▶ AIM OF THE EXERCISE
What follows is a set of records, each of which is to be written out exactly.

— START RECORDS FOR THE EXERCISE —

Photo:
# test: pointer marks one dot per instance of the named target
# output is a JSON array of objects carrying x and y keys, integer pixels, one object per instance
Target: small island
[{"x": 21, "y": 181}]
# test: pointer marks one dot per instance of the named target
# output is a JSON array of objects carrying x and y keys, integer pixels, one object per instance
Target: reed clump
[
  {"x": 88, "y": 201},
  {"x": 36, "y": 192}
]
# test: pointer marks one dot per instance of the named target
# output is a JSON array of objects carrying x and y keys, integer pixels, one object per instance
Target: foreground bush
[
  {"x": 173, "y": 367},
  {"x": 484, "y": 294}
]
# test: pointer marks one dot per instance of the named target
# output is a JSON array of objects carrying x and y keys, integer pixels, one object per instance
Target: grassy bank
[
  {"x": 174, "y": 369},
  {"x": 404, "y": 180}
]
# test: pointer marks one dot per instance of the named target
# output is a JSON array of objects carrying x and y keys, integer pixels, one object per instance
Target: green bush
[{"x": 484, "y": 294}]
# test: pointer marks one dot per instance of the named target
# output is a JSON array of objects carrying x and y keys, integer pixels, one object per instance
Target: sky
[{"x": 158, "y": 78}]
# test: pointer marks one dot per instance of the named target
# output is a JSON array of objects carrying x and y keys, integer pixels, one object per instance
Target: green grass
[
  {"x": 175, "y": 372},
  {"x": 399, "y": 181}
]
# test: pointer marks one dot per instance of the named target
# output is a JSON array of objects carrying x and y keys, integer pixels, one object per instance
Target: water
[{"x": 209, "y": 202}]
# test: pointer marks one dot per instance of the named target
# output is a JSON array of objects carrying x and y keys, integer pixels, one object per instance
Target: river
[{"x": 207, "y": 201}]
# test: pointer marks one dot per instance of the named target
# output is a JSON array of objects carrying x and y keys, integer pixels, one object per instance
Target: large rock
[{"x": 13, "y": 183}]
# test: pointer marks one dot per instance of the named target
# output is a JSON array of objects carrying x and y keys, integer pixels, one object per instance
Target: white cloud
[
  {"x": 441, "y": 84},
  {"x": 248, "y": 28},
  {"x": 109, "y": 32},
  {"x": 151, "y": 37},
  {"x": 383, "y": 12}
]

— END RECORDS FOR THE EXERCISE —

▶ IN RESPONSE
Photo:
# test: pointer marks one dot per instance of the named target
# output is a JSON array of objects carrying x and y keys, integer pixels, one object per instance
Target: small island
[{"x": 21, "y": 181}]
# test: pointer marks one dot per instance of the named target
# output is a JSON array of objects carrying x and y keys, integer pixels, one object per instance
Target: reed clump
[
  {"x": 88, "y": 201},
  {"x": 36, "y": 192}
]
# test: pointer marks one dot per instance of the named target
# output is a JSON array of objects carrying x and y keys, integer pixels, one object per instance
Target: foreground bush
[
  {"x": 173, "y": 367},
  {"x": 484, "y": 294}
]
# test: pointer marks one dot per instance of the named target
# output is a JSON array of objects carrying x and y keys, integer pixels, one object per instance
Target: grassy bank
[
  {"x": 174, "y": 369},
  {"x": 404, "y": 180}
]
# test: pointer marks one dot per instance of the named target
# output is a JSON array of objects carrying x and y keys, integer pixels, one object per instance
Target: green bush
[{"x": 484, "y": 294}]
# test: pointer marks one dot per instance of the named target
# output is a JSON array of objects carrying x and y keys, integer pixels, one object per instance
Target: sky
[{"x": 158, "y": 78}]
# test: pointer marks one dot per instance of the named target
# output is a JSON array of objects carrying x and y keys, integer pixels, one object per instance
Target: green grass
[
  {"x": 175, "y": 372},
  {"x": 399, "y": 181}
]
# test: pointer marks one dot per instance of the named target
# output is a JSON array of objects carrying x and y keys, integer pixels, one object per instance
Target: water
[{"x": 209, "y": 202}]
# test: pointer marks one dot per instance of the named target
# output is a JSON array of objects carrying x and y keys, integer pixels, one object per instance
Target: river
[{"x": 207, "y": 201}]
# test: pointer marks one dot per instance of the named target
# output is a JSON array of objects carrying x and y keys, integer pixels, one object per instance
Target: large rock
[{"x": 13, "y": 183}]
# test: pointer marks one dot per instance of the named target
# output is a JSON array of objects carrying x and y keys, integer pixels, one object per instance
Target: white cloud
[
  {"x": 441, "y": 84},
  {"x": 248, "y": 28},
  {"x": 109, "y": 32},
  {"x": 151, "y": 37},
  {"x": 383, "y": 12}
]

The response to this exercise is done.